* Prompt
A line belongs in the answer only if it contains the word "rough"; copy every such line from the listing below.

* Data for review
==========

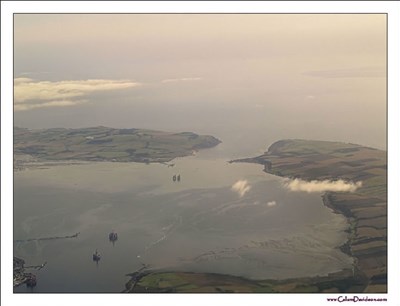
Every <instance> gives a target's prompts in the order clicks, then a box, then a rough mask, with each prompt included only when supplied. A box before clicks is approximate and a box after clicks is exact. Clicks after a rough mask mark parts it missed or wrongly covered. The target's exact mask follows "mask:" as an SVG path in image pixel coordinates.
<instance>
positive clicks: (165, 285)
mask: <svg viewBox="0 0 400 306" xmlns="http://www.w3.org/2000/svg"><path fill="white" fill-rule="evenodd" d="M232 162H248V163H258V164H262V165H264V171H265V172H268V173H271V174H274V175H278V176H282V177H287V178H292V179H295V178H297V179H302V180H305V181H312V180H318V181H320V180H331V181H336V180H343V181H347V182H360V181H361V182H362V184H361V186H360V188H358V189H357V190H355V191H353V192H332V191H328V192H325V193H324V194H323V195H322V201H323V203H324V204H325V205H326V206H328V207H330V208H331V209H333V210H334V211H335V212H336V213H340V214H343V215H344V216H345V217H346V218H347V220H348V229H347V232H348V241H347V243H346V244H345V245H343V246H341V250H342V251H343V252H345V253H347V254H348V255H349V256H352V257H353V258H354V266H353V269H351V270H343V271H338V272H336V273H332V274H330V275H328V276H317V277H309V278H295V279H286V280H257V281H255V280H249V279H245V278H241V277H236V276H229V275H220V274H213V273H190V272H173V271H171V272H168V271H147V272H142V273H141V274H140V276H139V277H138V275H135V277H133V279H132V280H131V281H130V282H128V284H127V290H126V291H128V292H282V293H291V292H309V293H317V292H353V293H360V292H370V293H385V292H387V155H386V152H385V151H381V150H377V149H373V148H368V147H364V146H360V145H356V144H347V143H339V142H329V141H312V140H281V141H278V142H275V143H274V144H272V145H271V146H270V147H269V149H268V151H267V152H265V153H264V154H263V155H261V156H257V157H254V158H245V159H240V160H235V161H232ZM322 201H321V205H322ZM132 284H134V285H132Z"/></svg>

==========

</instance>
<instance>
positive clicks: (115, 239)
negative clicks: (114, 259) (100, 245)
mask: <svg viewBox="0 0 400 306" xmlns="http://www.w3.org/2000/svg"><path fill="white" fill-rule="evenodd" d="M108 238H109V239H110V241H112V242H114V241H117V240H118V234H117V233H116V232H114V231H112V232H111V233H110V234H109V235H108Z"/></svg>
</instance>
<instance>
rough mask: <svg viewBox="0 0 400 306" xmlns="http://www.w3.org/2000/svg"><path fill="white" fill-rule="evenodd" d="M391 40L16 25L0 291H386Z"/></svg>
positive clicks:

==========

* Expected output
Every <instance> gives a target's prompts in the order clicks, then a box, then a rough mask, with each prompt included only when supplied. A box before clicks is approximate and a box after clicks is exact. Clicks after a rough mask mark parts it missed or wrongly covered. The target's exact mask follows "mask:" as an SVG path in image pixel coordinates.
rough mask: <svg viewBox="0 0 400 306" xmlns="http://www.w3.org/2000/svg"><path fill="white" fill-rule="evenodd" d="M391 40L16 25L0 291H386Z"/></svg>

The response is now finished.